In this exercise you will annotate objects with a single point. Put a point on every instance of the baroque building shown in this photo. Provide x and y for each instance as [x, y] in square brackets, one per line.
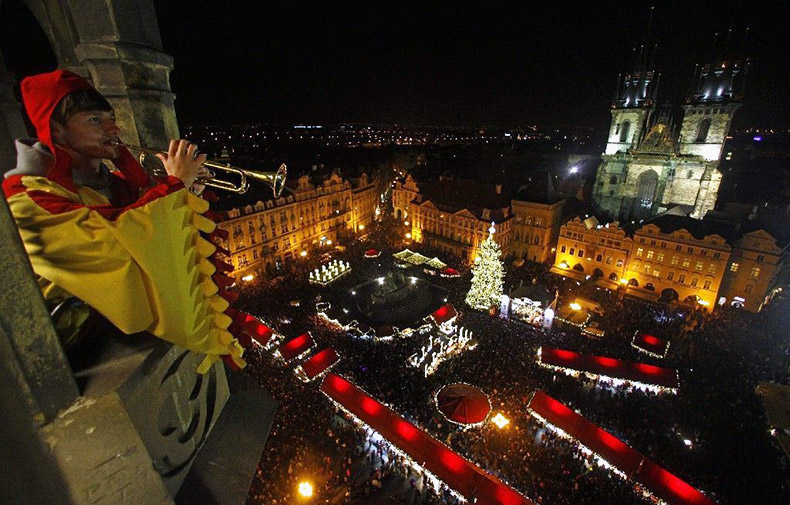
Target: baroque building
[538, 213]
[657, 158]
[677, 258]
[453, 216]
[265, 238]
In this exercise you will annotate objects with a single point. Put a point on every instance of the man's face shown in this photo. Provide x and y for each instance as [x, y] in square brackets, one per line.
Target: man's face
[89, 134]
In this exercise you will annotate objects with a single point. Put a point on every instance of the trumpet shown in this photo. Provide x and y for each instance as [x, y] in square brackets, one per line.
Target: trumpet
[275, 180]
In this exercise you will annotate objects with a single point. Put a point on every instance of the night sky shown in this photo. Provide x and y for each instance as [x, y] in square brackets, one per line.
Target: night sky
[450, 63]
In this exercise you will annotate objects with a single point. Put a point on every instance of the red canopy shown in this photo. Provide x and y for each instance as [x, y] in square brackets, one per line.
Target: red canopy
[250, 328]
[296, 346]
[632, 463]
[458, 473]
[462, 403]
[650, 344]
[319, 362]
[610, 367]
[444, 313]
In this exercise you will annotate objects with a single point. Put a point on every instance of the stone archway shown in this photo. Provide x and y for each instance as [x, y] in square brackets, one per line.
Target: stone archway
[117, 46]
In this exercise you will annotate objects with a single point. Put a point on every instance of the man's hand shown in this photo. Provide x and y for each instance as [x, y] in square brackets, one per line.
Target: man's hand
[180, 161]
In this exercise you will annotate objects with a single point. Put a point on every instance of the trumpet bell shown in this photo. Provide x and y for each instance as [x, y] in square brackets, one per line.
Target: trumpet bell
[275, 180]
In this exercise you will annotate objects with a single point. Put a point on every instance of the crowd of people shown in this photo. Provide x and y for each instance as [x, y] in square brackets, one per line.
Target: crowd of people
[712, 434]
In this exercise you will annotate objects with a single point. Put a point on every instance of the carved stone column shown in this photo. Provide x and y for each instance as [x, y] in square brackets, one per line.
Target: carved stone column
[11, 124]
[120, 46]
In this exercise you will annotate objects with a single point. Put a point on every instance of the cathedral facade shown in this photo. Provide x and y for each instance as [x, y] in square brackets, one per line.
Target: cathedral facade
[662, 158]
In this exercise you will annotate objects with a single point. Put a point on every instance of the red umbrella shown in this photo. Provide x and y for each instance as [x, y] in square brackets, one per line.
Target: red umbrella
[462, 403]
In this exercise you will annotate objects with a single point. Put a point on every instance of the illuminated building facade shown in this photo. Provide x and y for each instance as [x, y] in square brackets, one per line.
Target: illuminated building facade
[538, 217]
[758, 268]
[453, 216]
[403, 193]
[677, 258]
[587, 248]
[650, 165]
[266, 237]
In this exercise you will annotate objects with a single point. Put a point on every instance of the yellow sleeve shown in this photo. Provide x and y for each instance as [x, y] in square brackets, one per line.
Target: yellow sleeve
[144, 267]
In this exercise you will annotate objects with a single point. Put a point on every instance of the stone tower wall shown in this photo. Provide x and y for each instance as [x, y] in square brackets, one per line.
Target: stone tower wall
[637, 118]
[720, 117]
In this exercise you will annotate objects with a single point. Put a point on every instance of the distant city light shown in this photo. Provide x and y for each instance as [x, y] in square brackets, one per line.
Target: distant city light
[305, 489]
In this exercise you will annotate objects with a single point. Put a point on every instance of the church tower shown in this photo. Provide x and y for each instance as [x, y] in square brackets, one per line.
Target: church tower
[632, 106]
[650, 166]
[709, 108]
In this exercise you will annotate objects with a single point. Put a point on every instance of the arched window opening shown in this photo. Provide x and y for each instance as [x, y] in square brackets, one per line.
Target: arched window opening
[625, 130]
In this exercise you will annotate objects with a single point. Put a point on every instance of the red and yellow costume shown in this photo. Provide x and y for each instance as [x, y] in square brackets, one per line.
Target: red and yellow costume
[146, 263]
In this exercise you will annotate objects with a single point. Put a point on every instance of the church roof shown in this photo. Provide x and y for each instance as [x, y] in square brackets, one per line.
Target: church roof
[699, 228]
[539, 190]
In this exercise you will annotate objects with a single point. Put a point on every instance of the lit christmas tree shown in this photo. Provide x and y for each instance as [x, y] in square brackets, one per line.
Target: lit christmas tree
[487, 274]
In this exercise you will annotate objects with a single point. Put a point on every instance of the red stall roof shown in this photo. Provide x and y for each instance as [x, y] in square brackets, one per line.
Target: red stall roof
[319, 362]
[610, 367]
[651, 345]
[296, 346]
[629, 461]
[447, 465]
[444, 313]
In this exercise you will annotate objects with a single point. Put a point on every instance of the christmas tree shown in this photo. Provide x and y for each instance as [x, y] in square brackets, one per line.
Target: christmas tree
[487, 274]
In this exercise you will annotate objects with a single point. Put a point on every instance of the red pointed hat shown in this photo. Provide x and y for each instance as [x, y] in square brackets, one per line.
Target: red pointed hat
[41, 94]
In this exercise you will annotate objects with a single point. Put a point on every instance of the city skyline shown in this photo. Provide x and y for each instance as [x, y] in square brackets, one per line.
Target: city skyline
[440, 65]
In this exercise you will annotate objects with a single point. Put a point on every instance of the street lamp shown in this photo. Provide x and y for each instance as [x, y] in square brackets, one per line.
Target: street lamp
[305, 489]
[500, 420]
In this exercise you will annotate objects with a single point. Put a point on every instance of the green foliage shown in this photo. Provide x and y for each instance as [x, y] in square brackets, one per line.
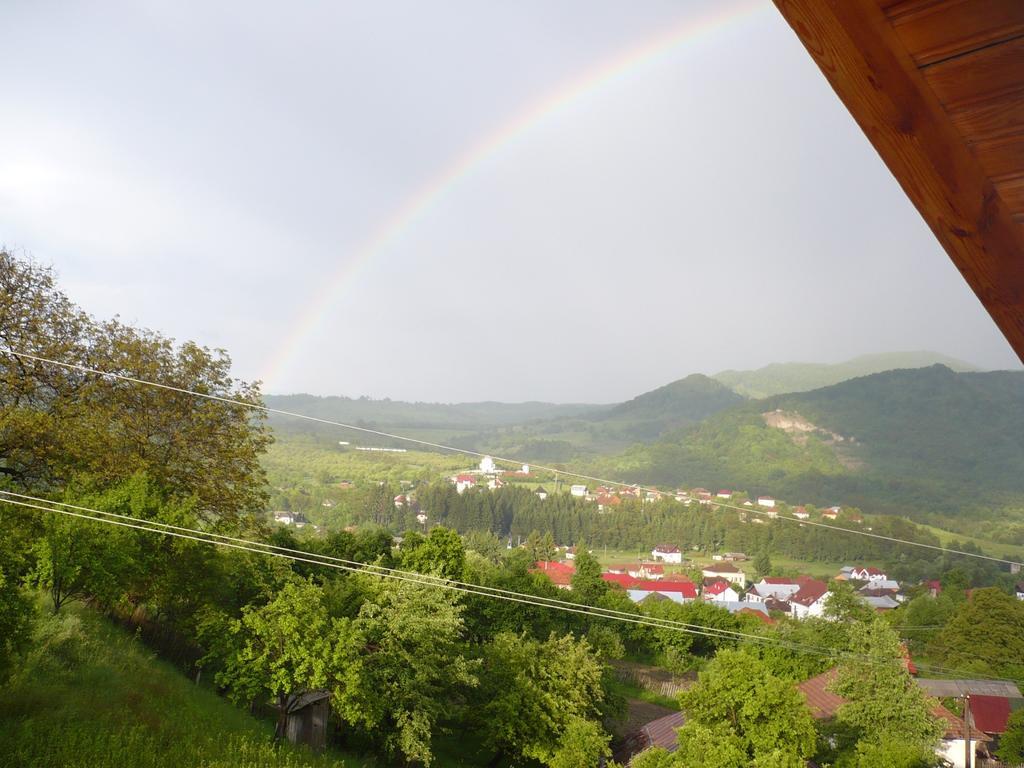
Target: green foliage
[281, 649]
[588, 587]
[440, 553]
[538, 696]
[984, 636]
[401, 667]
[883, 704]
[1012, 742]
[740, 715]
[87, 694]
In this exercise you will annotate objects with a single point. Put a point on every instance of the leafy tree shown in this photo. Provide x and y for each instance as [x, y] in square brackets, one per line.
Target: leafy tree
[845, 604]
[279, 650]
[15, 613]
[985, 635]
[401, 666]
[740, 715]
[762, 564]
[536, 697]
[882, 701]
[441, 553]
[1012, 742]
[588, 587]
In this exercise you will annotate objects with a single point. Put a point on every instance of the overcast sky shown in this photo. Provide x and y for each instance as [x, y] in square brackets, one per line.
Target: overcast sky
[241, 175]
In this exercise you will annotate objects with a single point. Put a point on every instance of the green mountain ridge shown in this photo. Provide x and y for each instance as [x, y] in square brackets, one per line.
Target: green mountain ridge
[781, 378]
[927, 442]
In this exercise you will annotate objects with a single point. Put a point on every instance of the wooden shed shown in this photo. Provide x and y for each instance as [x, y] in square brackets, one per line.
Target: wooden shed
[306, 717]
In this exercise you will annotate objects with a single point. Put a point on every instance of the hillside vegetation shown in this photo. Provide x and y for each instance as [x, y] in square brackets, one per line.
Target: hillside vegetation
[89, 695]
[930, 442]
[780, 378]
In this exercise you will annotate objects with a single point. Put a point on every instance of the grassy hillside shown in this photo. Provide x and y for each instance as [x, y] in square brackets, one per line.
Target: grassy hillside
[780, 378]
[91, 696]
[931, 442]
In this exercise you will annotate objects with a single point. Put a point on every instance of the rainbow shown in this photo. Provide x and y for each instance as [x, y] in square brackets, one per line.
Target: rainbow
[397, 224]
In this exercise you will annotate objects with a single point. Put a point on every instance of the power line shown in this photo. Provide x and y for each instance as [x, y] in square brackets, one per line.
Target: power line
[155, 526]
[466, 452]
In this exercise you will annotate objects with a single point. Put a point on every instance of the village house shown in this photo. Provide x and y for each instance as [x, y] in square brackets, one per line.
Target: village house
[725, 571]
[868, 573]
[773, 588]
[560, 573]
[719, 591]
[824, 704]
[667, 553]
[464, 481]
[810, 599]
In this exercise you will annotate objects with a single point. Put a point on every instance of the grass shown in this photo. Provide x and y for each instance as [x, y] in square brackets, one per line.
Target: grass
[89, 695]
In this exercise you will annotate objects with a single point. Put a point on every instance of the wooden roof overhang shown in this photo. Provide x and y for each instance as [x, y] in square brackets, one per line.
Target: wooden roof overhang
[938, 88]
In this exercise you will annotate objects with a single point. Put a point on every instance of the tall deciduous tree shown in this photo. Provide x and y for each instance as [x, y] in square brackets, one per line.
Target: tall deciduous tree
[402, 667]
[280, 649]
[740, 715]
[539, 696]
[882, 700]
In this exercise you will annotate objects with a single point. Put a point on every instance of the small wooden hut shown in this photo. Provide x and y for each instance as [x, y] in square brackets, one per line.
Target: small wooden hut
[306, 717]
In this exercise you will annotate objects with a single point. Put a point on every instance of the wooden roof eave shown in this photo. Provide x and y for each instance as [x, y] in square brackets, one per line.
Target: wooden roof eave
[861, 55]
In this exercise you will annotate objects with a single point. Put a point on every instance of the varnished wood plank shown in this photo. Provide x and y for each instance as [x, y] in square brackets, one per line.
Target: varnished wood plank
[879, 82]
[978, 77]
[933, 32]
[999, 116]
[1012, 192]
[1001, 158]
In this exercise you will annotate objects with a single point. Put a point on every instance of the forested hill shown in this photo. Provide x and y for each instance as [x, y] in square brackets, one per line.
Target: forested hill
[388, 413]
[780, 378]
[538, 431]
[927, 440]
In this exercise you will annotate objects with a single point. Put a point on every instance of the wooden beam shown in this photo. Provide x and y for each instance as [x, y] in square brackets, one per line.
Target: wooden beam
[876, 78]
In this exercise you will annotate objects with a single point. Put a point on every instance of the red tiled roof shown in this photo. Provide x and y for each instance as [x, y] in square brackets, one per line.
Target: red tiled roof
[623, 580]
[722, 567]
[717, 587]
[823, 705]
[662, 732]
[990, 713]
[810, 591]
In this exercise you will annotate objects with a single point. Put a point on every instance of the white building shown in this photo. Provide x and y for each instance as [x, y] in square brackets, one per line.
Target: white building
[776, 589]
[728, 571]
[667, 553]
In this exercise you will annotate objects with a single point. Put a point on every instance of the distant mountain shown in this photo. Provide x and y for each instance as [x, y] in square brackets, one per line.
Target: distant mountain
[397, 414]
[928, 440]
[779, 378]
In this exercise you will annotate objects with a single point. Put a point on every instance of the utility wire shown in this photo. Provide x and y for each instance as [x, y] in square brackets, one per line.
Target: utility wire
[466, 452]
[427, 580]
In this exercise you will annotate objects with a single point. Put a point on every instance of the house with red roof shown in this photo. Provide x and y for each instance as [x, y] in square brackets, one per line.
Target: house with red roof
[464, 481]
[677, 591]
[667, 553]
[773, 588]
[560, 573]
[809, 599]
[823, 704]
[725, 570]
[719, 590]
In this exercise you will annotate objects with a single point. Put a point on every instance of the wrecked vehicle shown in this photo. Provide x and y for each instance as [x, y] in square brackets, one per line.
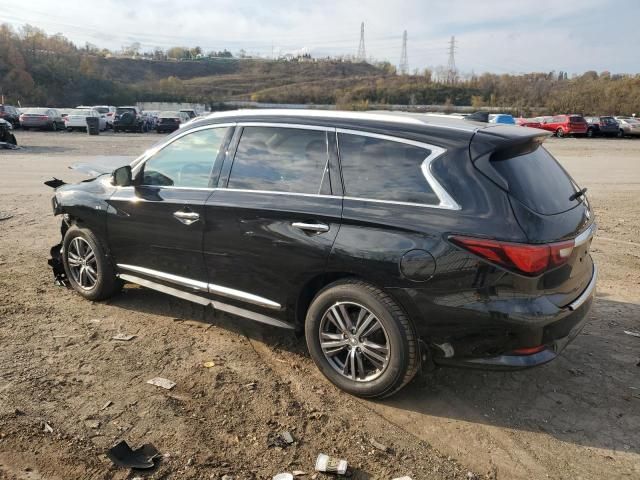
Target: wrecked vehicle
[388, 239]
[7, 138]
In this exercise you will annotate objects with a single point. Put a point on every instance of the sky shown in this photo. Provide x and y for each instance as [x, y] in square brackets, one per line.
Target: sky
[499, 36]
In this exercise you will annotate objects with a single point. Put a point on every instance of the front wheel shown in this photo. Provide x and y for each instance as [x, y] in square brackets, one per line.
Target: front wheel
[361, 339]
[89, 270]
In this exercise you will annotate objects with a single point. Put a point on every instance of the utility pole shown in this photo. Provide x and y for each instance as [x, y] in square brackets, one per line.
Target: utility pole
[362, 55]
[404, 63]
[452, 72]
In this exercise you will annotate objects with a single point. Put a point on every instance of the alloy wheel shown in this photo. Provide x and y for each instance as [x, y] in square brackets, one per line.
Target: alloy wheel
[82, 263]
[354, 342]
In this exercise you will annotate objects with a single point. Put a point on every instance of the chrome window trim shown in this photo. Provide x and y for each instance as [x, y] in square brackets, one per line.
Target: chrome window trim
[445, 200]
[138, 162]
[204, 286]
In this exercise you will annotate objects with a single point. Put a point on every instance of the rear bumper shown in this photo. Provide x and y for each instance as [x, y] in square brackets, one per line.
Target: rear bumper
[556, 335]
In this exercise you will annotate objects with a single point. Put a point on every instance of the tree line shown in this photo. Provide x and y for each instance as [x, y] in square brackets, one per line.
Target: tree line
[49, 70]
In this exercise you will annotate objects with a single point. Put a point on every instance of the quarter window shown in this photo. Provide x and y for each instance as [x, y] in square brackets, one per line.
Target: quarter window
[186, 162]
[280, 160]
[378, 169]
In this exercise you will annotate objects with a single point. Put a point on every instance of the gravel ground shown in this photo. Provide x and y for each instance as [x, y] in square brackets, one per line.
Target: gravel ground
[578, 417]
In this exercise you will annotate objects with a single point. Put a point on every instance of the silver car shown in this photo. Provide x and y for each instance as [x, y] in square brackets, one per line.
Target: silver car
[629, 126]
[42, 118]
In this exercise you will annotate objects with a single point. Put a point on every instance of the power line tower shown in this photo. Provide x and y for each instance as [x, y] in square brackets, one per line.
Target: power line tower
[362, 54]
[452, 72]
[404, 63]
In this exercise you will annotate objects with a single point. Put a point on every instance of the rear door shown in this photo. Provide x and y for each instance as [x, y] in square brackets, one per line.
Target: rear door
[155, 228]
[271, 224]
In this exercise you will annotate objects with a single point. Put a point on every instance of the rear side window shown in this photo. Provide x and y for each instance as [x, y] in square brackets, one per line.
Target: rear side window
[280, 160]
[538, 181]
[378, 169]
[186, 162]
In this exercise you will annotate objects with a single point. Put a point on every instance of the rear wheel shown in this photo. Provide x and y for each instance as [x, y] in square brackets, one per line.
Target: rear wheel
[361, 340]
[89, 270]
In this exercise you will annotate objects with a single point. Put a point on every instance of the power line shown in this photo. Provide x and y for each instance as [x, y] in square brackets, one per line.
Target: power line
[362, 55]
[404, 63]
[452, 72]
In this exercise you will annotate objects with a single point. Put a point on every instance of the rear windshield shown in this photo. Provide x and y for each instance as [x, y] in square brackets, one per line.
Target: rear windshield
[537, 180]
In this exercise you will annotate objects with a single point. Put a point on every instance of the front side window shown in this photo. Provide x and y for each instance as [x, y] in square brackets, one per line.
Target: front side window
[280, 160]
[186, 162]
[378, 169]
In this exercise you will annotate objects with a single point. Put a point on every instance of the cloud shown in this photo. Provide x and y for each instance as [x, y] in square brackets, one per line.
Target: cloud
[492, 35]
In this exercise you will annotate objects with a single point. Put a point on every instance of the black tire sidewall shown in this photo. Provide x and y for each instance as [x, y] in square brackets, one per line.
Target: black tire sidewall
[103, 283]
[399, 348]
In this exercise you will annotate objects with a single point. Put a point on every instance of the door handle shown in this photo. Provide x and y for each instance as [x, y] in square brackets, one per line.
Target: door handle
[187, 217]
[311, 227]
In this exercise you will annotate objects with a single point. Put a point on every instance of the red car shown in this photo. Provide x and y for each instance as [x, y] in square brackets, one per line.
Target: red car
[528, 122]
[564, 125]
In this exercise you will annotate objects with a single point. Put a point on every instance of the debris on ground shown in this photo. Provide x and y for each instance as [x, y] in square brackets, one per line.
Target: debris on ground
[123, 337]
[378, 445]
[162, 382]
[327, 464]
[283, 476]
[282, 440]
[122, 455]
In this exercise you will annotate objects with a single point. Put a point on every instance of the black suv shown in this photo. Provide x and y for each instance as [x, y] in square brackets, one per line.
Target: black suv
[602, 126]
[10, 114]
[388, 239]
[128, 119]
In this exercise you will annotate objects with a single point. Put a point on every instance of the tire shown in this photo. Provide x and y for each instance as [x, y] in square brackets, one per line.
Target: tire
[100, 285]
[372, 378]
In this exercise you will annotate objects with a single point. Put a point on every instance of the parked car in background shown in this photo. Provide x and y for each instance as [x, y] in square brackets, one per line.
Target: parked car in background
·····
**Exercise goal:**
Give the lines exactly as they stand, from the line with "the black suv" through the end of the material.

**Right answer:**
In this exercise you will annotate objects with a single point. Put a point on every instance of the black suv shown in this photo. Provide x and y for each instance as [x, y] in square brackets, one per line.
Target: black suv
[602, 126]
[10, 114]
[388, 239]
[128, 119]
In this exercise you will annotate objects with a single point. Put a point on every instance of the tire shown in this photo. Provide x and y for each instance as [x, y] in square brackets, one per line.
Target: tire
[100, 285]
[372, 378]
In this exercise you will annotate objects with a single point. Put a point on every instance of the parked car in background shown in this photo. Provide x and y for each instance as [x, y] in square brackets, one per line.
Target: parked car in background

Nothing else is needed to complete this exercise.